## WHAT THIS TASK INVOLVES:
Find every line in the records below that contains the word "white", and copy each of those lines.
—————
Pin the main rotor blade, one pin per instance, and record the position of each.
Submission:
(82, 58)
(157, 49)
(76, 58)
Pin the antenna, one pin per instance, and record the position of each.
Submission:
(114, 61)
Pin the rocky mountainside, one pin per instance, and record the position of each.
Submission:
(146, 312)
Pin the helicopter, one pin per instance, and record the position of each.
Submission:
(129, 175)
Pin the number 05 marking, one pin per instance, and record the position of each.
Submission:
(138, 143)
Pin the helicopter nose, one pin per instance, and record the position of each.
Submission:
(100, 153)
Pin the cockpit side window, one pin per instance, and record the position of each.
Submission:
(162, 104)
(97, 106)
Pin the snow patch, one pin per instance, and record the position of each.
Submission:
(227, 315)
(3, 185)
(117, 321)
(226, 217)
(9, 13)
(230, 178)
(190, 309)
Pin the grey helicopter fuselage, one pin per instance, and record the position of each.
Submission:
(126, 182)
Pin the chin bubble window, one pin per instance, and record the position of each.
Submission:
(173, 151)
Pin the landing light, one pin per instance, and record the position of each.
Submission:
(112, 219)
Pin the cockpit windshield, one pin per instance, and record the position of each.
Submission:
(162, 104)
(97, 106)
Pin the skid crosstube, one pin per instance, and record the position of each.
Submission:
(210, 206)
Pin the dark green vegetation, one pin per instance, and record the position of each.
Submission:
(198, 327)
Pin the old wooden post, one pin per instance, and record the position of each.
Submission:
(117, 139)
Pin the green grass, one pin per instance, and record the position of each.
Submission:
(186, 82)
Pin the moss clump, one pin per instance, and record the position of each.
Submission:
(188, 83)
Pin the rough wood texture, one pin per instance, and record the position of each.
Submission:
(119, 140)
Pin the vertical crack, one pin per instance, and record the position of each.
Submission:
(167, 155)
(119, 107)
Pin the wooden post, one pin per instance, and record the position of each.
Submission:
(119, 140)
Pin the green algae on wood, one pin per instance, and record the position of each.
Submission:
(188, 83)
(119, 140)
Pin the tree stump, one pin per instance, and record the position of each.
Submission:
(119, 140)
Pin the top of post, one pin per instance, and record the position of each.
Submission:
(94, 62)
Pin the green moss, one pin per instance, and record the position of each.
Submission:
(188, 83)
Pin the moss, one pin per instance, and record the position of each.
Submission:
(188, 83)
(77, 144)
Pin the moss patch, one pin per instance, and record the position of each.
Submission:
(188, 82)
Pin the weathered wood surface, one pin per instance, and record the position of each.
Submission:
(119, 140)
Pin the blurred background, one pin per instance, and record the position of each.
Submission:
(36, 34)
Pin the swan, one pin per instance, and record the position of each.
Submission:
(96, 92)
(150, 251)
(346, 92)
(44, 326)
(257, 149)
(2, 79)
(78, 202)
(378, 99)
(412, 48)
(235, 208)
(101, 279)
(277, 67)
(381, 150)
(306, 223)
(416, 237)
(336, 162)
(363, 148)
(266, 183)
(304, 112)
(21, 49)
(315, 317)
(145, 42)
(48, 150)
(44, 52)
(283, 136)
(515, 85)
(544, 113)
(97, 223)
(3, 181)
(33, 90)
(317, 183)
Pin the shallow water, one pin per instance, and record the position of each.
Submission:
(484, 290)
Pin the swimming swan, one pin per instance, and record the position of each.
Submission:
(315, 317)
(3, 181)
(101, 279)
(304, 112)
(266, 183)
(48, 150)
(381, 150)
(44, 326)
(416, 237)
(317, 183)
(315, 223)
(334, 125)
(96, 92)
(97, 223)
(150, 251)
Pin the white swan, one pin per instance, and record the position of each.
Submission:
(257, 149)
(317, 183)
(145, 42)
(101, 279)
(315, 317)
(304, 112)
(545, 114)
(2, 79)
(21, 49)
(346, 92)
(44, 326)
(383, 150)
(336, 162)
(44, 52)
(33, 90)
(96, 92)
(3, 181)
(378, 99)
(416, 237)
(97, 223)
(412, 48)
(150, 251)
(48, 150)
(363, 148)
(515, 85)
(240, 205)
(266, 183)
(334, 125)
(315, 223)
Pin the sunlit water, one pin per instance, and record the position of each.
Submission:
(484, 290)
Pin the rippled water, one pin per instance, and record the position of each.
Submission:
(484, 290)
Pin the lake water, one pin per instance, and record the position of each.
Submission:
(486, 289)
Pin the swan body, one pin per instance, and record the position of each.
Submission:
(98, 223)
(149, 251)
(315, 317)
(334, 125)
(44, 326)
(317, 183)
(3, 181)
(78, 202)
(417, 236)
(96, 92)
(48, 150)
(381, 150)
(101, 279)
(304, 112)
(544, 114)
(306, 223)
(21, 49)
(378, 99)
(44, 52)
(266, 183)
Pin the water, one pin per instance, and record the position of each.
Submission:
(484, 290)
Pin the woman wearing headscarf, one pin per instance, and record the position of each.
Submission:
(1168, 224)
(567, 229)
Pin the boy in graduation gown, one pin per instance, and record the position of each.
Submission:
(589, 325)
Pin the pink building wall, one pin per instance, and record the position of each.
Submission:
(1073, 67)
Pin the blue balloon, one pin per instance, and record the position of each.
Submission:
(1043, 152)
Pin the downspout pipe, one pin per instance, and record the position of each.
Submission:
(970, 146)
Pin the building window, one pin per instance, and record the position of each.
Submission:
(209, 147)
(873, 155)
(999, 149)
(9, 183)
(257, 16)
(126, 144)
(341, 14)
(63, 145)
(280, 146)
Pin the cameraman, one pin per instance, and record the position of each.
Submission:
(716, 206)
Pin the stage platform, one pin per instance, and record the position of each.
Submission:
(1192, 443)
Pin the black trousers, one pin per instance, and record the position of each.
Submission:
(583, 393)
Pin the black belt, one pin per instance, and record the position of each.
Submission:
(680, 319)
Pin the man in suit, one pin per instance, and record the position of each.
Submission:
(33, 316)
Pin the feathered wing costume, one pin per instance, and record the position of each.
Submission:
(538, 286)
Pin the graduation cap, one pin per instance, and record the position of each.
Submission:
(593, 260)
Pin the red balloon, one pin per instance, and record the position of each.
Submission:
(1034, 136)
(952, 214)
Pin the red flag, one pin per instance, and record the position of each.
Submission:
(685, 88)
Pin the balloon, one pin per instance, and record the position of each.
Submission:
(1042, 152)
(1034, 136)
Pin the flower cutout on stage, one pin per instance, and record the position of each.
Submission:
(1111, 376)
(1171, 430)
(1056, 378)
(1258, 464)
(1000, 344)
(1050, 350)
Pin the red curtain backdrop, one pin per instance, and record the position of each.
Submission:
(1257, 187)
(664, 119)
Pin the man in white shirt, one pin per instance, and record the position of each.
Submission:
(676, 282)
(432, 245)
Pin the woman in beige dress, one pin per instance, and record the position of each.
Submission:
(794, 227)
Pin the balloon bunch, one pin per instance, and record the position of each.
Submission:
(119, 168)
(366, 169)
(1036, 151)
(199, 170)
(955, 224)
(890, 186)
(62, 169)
—————
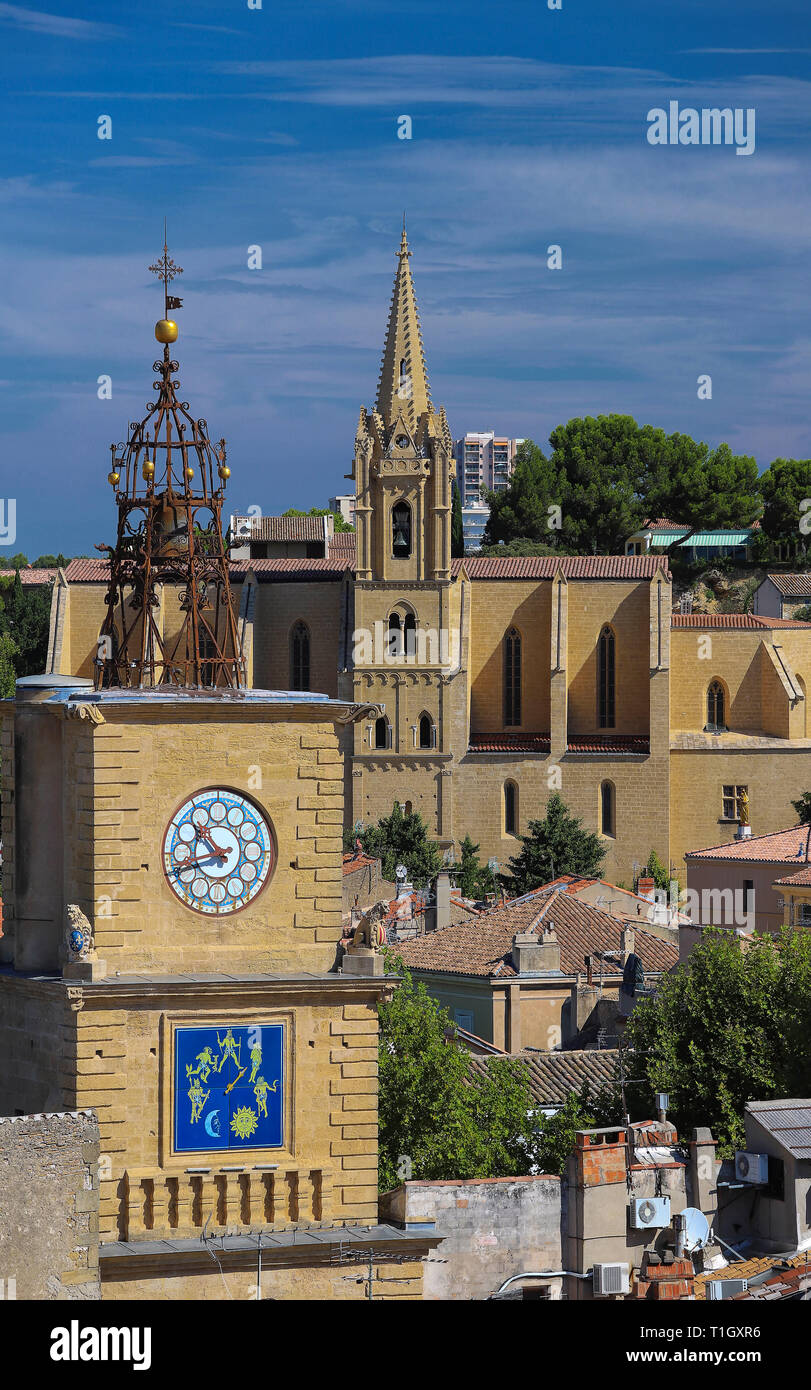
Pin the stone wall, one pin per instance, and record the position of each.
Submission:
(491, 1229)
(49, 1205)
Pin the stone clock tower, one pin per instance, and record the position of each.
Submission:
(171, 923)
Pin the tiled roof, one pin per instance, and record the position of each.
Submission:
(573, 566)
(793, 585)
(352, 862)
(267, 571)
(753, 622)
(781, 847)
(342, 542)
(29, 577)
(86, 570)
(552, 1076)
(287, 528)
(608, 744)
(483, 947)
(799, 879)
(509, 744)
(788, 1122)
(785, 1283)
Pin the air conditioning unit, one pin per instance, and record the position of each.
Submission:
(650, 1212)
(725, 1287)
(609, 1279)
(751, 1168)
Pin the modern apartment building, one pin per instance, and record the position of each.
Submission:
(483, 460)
—————
## THE ANSWER:
Pin the white swan, one pin per instance, and record the position of each.
Pin the man in white shirt, one pin per instance, and record the position of each.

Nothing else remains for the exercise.